NICOSIA, Cyprus — Cyprus has extended the closure of its banks for two more days, until Thursday, another postponement after the country’s leaders spent days struggling to develop a plan to raise the money needed to secure an international bailout.
Banks in the country have already been closed for more than a week to prevent a run on deposits. All except the country’s two largest lenders had been due to reopen Tuesday, after the country clinched an eleventh-hour deal with the 17-nation eurozone and the International Monetary Fund to provide Cyprus with a bailout.
Without that deal, the country’s banks would have collapsed, dragging down the economy and potentially pushing it out of the eurozone.
The decision to keep banks closed two more days was announced late Monday. The Central Bank said that ‘‘for the smooth functioning of the entire banking system, the finance minister has decided, after a recommendation by the governor of the Central Bank, that all banks remain shut up to and including Wednesday.’’
An initial deal to raise enough money to qualify for a bailout would have seized up to 10 percent of people’s bank accounts. That plan spooked depositors and was soundly rejected by lawmakers last week.
ATMs have been functioning, but many run quickly out of cash, and a daily withdrawal limit of 100 euros was imposed on the two largest lenders, Bank of Cyprus and Laiki.
Under the deal reached in the early hours of Monday morning in Brussels, Cyprus agreed to slash its oversized banking sector and inflict hefty losses on large depositors in troubled banks to secure the $13 billion bailout.
The new plan allows for the bulk of the funds to be raised by forcing losses on accounts of more than 100,000 euros in Laiki and Bank of Cyprus, with the remainder coming from tax increases and privatizations.
People and businesses with more than 100,000 euros in accounts at Laiki face significant losses. The bank will be dissolved immediately into a “bad bank” containing its uninsured deposits and toxic assets, with the guaranteed deposits being transferred to the nation’s biggest lender, Bank of Cyprus.
Deposits at Bank of Cyprus above 100,000 euros will be frozen until it becomes clear whether or to what extent they will also be forced to take losses.

## REQUIRED ACTIONS
1 – In the article on the Cyprus bank closures, what daily withdrawal limit was imposed on Bank of Cyprus and Laiki?
2 – Reproduce word for word the portion of the article on the Cyprus bank closures that begins at the words "NICOSIA, Cyprus —" and stops after the words "with a bailout.".

## SUPPLIED DATA
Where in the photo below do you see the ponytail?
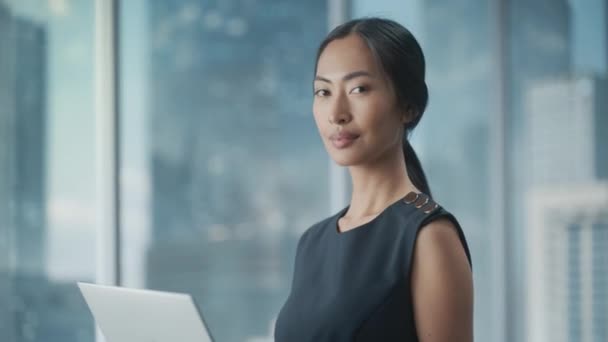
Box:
[403,134,433,198]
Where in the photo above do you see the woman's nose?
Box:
[329,96,352,125]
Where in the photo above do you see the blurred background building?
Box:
[0,0,608,342]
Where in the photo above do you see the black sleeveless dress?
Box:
[275,192,471,342]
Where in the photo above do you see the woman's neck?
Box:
[346,150,419,218]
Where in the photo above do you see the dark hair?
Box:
[315,18,431,197]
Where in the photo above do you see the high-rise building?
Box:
[524,76,608,187]
[523,76,608,342]
[526,181,608,342]
[0,2,15,341]
[146,0,328,341]
[502,0,572,341]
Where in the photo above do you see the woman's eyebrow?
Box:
[315,70,374,83]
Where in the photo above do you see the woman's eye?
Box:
[315,89,329,96]
[350,86,367,94]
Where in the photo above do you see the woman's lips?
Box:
[329,132,359,149]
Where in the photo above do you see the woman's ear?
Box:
[401,104,416,124]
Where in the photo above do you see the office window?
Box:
[0,1,95,342]
[120,0,330,341]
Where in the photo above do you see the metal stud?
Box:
[422,202,439,214]
[414,194,429,209]
[403,191,418,204]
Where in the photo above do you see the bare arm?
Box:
[411,219,473,342]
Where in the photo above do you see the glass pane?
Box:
[120,0,330,341]
[352,0,502,341]
[507,0,608,341]
[0,0,95,342]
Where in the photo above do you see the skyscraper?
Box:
[503,0,572,341]
[524,76,608,342]
[526,181,608,342]
[146,0,328,341]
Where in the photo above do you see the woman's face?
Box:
[313,34,406,166]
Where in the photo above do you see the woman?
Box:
[275,18,473,342]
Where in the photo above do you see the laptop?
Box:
[77,282,213,342]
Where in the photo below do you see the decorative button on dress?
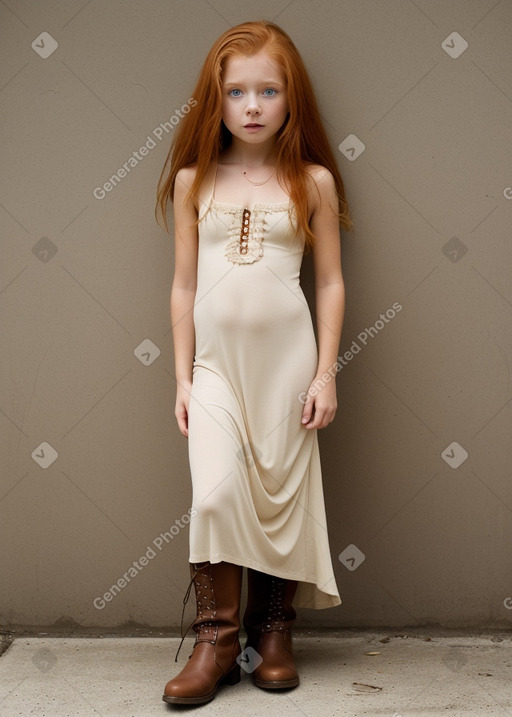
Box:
[188,165,341,609]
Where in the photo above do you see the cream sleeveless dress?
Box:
[188,164,341,609]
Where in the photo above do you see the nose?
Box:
[245,93,261,115]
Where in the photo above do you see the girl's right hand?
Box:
[174,381,192,438]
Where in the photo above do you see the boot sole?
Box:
[162,664,240,705]
[253,677,300,690]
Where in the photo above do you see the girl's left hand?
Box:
[302,377,338,428]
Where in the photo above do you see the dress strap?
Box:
[199,162,219,219]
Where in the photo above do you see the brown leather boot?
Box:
[243,568,299,690]
[162,562,242,705]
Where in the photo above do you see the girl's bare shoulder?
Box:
[174,164,198,210]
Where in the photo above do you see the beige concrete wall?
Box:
[0,0,512,628]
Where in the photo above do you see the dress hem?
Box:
[189,553,343,610]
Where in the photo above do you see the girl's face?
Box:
[222,50,288,149]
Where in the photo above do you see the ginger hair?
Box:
[155,20,353,251]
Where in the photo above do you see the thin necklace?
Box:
[240,167,276,187]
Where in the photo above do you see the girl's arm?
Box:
[171,167,198,436]
[302,165,345,428]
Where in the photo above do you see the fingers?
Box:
[302,396,336,429]
[175,411,188,438]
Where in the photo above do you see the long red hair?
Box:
[155,20,353,251]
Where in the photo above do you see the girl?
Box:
[157,21,352,704]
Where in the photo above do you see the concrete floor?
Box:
[0,629,512,717]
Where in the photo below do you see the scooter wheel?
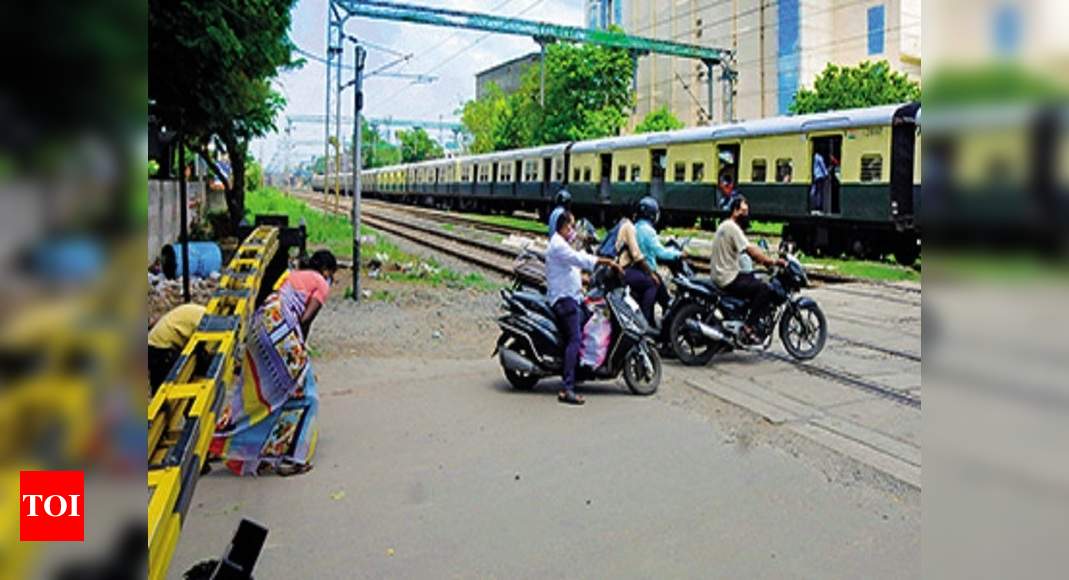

## EXERCISE ANSWERS
1 – A daily withdrawal limit of 100 euros was imposed.

2 –
NICOSIA, Cyprus — Cyprus has extended the closure of its banks for two more days, until Thursday, another postponement after the country’s leaders spent days struggling to develop a plan to raise the money needed to secure an international bailout.
Banks in the country have already been closed for more than a week to prevent a run on deposits. All except the country’s two largest lenders had been due to reopen Tuesday, after the country clinched an eleventh-hour deal with the 17-nation eurozone and the International Monetary Fund to provide Cyprus with a bailout.